• _Your task_:
Please give the data again in full, exactly as provided.

============================================================

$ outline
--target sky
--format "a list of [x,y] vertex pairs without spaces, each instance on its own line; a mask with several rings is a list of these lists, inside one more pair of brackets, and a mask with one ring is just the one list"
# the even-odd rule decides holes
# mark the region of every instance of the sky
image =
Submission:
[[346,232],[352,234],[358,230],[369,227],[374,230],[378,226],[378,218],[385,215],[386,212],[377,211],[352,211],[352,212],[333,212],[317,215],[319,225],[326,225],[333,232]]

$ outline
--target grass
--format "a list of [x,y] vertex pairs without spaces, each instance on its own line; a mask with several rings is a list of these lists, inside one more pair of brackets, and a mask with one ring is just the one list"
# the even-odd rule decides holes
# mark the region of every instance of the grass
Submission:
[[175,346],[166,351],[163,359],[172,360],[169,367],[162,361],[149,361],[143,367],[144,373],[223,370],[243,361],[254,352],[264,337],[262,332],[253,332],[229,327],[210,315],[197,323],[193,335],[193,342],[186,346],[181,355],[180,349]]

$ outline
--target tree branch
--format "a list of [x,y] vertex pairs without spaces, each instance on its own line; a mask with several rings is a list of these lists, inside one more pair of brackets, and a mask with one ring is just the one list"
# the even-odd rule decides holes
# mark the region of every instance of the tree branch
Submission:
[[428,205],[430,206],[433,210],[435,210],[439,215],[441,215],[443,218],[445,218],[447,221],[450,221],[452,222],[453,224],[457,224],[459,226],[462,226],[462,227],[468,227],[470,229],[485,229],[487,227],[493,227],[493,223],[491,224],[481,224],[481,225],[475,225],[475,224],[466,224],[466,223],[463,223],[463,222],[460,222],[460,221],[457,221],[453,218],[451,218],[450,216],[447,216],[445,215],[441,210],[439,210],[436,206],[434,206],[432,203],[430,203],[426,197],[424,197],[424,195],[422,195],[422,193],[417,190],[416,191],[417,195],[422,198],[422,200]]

============================================================

• _Task solution_:
$ outline
--target sky
--format "a list of [x,y] vertex pairs without spaces, each instance on its own line; a mask with several rings is a list of these lists, inside one more pair of brackets, and a mask with one ring is just the one list"
# the even-odd rule decides holes
# mark the region of every instance of the sky
image =
Submission:
[[346,232],[352,234],[358,230],[369,227],[374,230],[378,226],[378,218],[385,215],[386,212],[377,211],[352,211],[352,212],[333,212],[317,215],[319,225],[326,225],[333,232]]

$ outline
--target grass
--format "a list of [x,y] vertex pairs without spaces, each instance on its own line; a mask with several rings is a list of these lists, inside one more pair of brackets, and a mask with one ring is just the one list"
# the even-odd rule decides holes
# mark the region of every instance of the grass
Submission:
[[175,346],[166,351],[163,359],[172,360],[169,367],[162,361],[149,361],[143,367],[144,373],[223,370],[243,361],[254,352],[264,337],[262,332],[253,332],[229,327],[210,315],[197,323],[193,335],[193,342],[186,346],[181,355],[180,349]]

$ outline
--target tree branch
--format "a list of [x,y] vertex pairs without spaces, each instance on its own line; a mask with several rings is a list of these lists, inside one more pair of brackets, and a mask with one ring is just the one list"
# the even-odd rule decides holes
# mark the region of every instance of the tree branch
Submission:
[[428,205],[430,206],[433,210],[435,210],[439,215],[441,215],[443,218],[445,218],[447,221],[450,221],[452,222],[453,224],[457,224],[459,226],[462,226],[462,227],[468,227],[470,229],[485,229],[487,227],[493,227],[493,223],[491,224],[481,224],[481,225],[475,225],[475,224],[466,224],[466,223],[463,223],[463,222],[460,222],[460,221],[457,221],[453,218],[451,218],[450,216],[447,216],[445,215],[441,210],[439,210],[436,206],[434,206],[432,203],[430,203],[426,197],[424,197],[424,195],[422,195],[422,193],[417,190],[416,191],[417,195],[422,198],[422,200]]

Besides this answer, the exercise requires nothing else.